→ SHORT TASK
Pick up the notebook on finding which SciPy tutorials have been reviewed at its final line and continue writing it.

→ TEXT SECTION
========

# Finding which tutorials have been reviewed so far

This notebook fetches submissions and reviews from the SciPy PreTalx database,
in order to perform some simple data exploration.
In particular, we look towards determining which of all submissions are tutorials,
and of these, which have been reviewed.

Before running this notebook, be sure to [have set up](README.md#setup) the necessary computing environment.

In [None]:
from contextlib import closing
import json
import numpy as np
import pandas as pd
import requests as rq
from tqdm.auto import tqdm

<center style="padding-top: 3em; padding-bottom: 3em;">
    <strong style="border: 1px solid; padding: 6pt;">Important: change the next cell so it contains <em>your</em> PreTalx authentication token.</strong>
</center>

You can find your API token on your [profile page](https://cfp.scipy.org/orga/me) on PreTalx, under the **API Access** heading.

In [None]:
TOKEN = "This is *my* token and I don't know you"

The PreTalx API provides the submissions and reviews in paged streams of results.
Each page provides up to 25 results out of the lot.
The following function articulates the string of requests to download all items of a certain stream.

In [None]:
def fetch_sequence_cfp_scipy(url1, max_queries=50):
    sequence = []
    url = url1
    max_queries = 50
    num_queries = 0
    num_results_expected = None

    with closing(tqdm(total=max_queries)) as progress:
        while True:
            response = rq.get(url, headers={"Authorization": f"Token {TOKEN}"})
            assert response.ok
            data = response.json()
            progress.update()
            num_queries += 1

            assert "results" in data
            assert "next" in data

            if num_results_expected is None and "count" in data:
                num_results_expected = data["count"]
                max_queries = int(np.ceil(num_results_expected / len(data["results"])))

========

→ RECORDS PROVIDED
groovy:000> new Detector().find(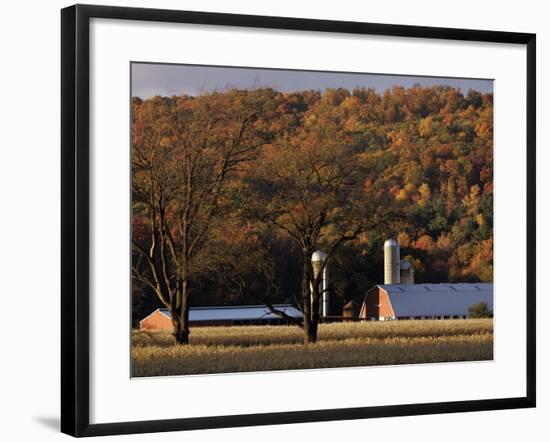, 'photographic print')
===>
[131,62,494,377]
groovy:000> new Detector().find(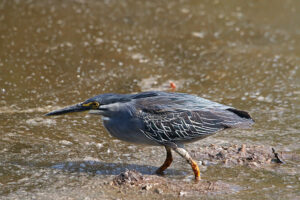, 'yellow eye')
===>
[82,101,100,109]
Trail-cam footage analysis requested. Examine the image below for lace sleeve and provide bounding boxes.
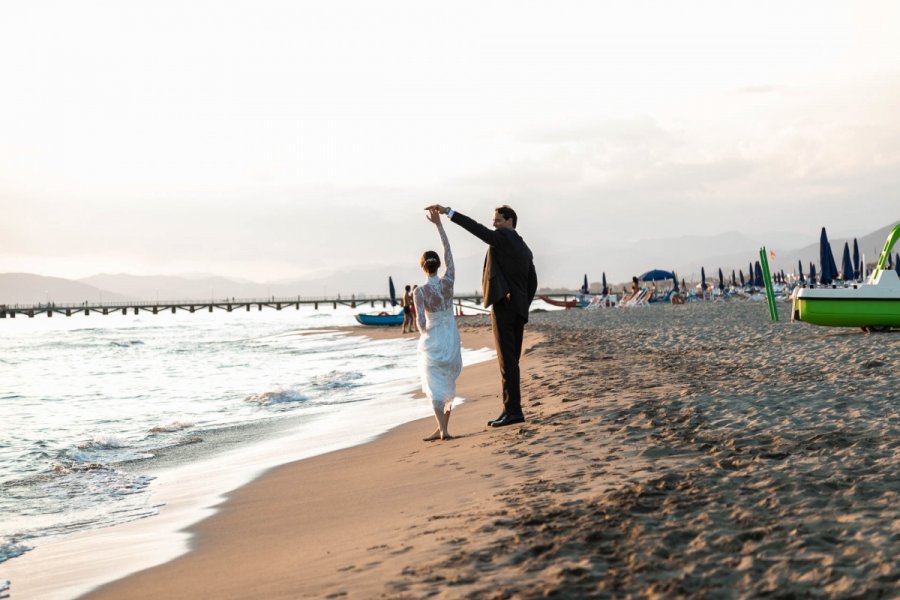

========

→ OUTPUT BELOW
                progress.reset(max_queries)
                progress.update(num_queries)
            else:
                assert num_results_expected == data["count"]

            sequence += data["results"]
            url = data["next"]
            if not url:
                break

    return sequence

Let's fetch the raw submissions and reviews.

In [None]:
submissions_ = fetch_sequence_cfp_scipy(
    "https://cfp.scipy.org/api/events/2024/submissions/"
)
len(submissions_)

In [None]:
reviews_ = fetch_sequence_cfp_scipy("https://cfp.scipy.org/api/events/2024/reviews/")
len(reviews_)

Help me, Pandas. You're my only hope.

In [None]:
submissions = pd.DataFrame.from_records(submissions_)
submissions

The data is not flat.
At a glance, I see that talk submissions have the clean `Talk` type (`submission_type`), but others have a localizable structure.
I should think that all of these dictionaries should have the form `{'en': some_type}`, but let's check.

In [None]:
submissions["submission_type"].value_counts()

The assumption is valid,
so let's flatten the `submission_type` column.

In [None]:
submissions["submission_type"] = submissions["submission_type"].apply(
    lambda x: x["en"] if isinstance(x, dict) else x
)
submissions

This makes it easy to extract the tutorials out of the whole set of submissions.
Glancing further, I see that some submissions have already been rejected.
Take a look at the set of submission states to determine which to retain in further analysis.

In [None]:
submissions["state"].value_counts()

So I presume to care only about tutorials in the `submitted` state with respect to worrying as to whether they have been reviewed.
Let's filter.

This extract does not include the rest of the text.